▶ PROBLEM STATEMENT: What's needed is a full, exact retyping of the records.

::::

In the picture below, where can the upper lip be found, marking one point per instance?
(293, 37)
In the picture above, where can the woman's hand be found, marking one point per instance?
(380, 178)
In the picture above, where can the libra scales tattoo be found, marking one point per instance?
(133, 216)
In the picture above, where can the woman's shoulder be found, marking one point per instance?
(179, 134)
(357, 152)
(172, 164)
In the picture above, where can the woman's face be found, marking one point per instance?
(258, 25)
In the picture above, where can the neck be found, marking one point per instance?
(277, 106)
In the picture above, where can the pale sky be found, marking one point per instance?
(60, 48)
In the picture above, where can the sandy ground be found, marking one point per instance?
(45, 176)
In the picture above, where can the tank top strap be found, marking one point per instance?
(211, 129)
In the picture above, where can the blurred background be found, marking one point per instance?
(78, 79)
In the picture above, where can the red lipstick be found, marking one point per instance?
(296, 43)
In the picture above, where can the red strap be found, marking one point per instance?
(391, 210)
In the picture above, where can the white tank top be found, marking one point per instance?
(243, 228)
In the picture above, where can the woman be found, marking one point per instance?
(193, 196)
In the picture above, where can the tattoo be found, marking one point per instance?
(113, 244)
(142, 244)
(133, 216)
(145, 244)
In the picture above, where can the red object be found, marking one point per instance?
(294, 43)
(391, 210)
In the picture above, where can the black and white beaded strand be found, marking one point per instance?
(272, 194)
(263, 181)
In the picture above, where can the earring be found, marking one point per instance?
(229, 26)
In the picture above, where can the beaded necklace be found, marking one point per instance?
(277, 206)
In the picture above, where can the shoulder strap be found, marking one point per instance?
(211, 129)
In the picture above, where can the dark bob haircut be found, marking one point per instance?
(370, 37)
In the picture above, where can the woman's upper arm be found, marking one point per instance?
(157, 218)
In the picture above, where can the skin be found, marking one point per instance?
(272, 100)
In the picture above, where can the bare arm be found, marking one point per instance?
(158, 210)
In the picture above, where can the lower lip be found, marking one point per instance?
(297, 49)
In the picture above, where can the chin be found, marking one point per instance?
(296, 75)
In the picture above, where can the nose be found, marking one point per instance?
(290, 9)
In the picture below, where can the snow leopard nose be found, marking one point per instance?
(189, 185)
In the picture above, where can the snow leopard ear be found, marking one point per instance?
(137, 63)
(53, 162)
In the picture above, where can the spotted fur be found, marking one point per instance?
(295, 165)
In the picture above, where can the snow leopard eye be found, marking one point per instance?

::::

▶ RESPONSE TO THIS TASK:
In the picture below, where can the upper lip be found, marking one point per instance?
(293, 37)
In the picture above, where can the woman's hand be found, marking one point per instance?
(380, 178)
In the picture above, where can the libra scales tattoo be found, marking one point per instance?
(133, 216)
In the picture above, where can the woman's shoulder be found, marking one point per instance?
(179, 134)
(357, 152)
(172, 164)
In the picture above, where can the woman's face be found, marking one point per instance?
(258, 25)
In the picture above, where can the neck be found, marking one point per instance?
(277, 106)
In the picture above, where can the pale sky be found, marking one point per instance?
(60, 48)
In the picture above, where can the sandy ground be found, marking one point per instance?
(45, 176)
In the picture above, where can the tank top strap be found, marking one point per instance?
(211, 129)
In the picture above, where can the blurred background be found, marking one point per instance?
(78, 79)
In the picture above, where can the red lipstick be found, marking one point per instance?
(296, 43)
In the picture above, where can the red strap be found, marking one point per instance?
(391, 210)
In the picture above, where can the white tank top be found, marking one point per instance?
(243, 228)
In the picture above, where can the woman be found, marking one point per instance?
(193, 196)
In the picture above, where can the tattoo be found, marking one point per instance?
(113, 244)
(142, 244)
(133, 216)
(145, 244)
In the picture above, where can the red object be found, marking one point per instance?
(294, 43)
(391, 210)
In the picture above, where can the black and white beaded strand be found, marking one point per instance?
(272, 194)
(263, 181)
In the picture above, where can the earring be found, marking one point per instance?
(229, 26)
In the picture above, where can the beaded necklace be found, marking one point per instance?
(277, 206)
In the picture above, where can the shoulder strap be found, marking one point per instance?
(211, 129)
In the picture above, where can the dark bob haircut be found, marking one point per instance?
(370, 37)
In the picture above, where can the woman's upper arm be found, marking one point per instance?
(157, 218)
In the picture above, where can the skin be found, marking one point per instance?
(272, 100)
In the picture above, where can the bare arm be found, marking one point per instance?
(158, 210)
In the picture above, where can the lower lip be found, marking one point per instance?
(297, 49)
In the picture above, where can the chin be found, marking one point per instance?
(296, 75)
In the picture above, where can the nose be found, marking one point per instance?
(290, 9)
In the picture below, where can the snow leopard nose be found, marking one point per instance?
(189, 185)
In the picture above, where can the snow leopard ear be found, marking one point per instance?
(137, 63)
(53, 162)
In the picture above, where can the spotted fur be found, marking one point per instance?
(295, 165)
In the picture above, where can the snow leopard eye be found, marking one point per instance?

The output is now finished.